_What is asked:_ Count the lines in the entries below that contain the word "wing", and reply with that number alone.

_Given entries:_
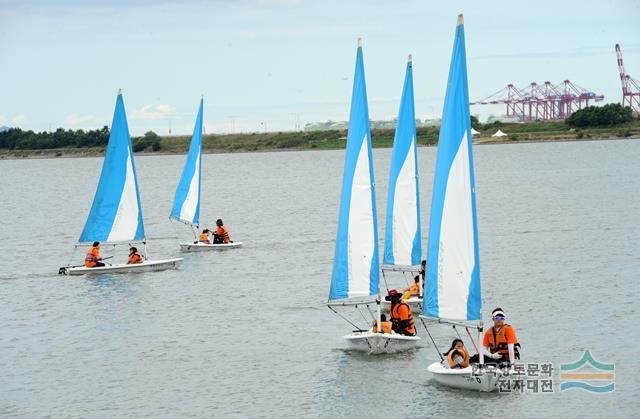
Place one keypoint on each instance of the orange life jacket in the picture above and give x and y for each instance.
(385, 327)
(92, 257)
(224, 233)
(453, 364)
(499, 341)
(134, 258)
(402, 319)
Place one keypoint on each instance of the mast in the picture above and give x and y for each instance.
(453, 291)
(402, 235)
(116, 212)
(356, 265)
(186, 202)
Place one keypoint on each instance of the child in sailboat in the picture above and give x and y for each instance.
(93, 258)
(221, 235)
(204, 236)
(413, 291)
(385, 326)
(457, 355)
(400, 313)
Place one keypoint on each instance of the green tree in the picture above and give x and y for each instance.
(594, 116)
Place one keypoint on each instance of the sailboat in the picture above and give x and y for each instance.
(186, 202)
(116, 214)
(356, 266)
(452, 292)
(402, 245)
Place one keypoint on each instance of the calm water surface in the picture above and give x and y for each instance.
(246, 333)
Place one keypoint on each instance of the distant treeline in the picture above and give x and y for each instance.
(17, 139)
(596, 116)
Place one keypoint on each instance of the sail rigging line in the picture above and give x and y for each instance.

--

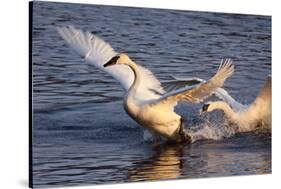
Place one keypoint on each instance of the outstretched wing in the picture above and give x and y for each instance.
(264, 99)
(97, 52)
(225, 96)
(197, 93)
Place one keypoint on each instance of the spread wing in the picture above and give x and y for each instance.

_In response:_ 2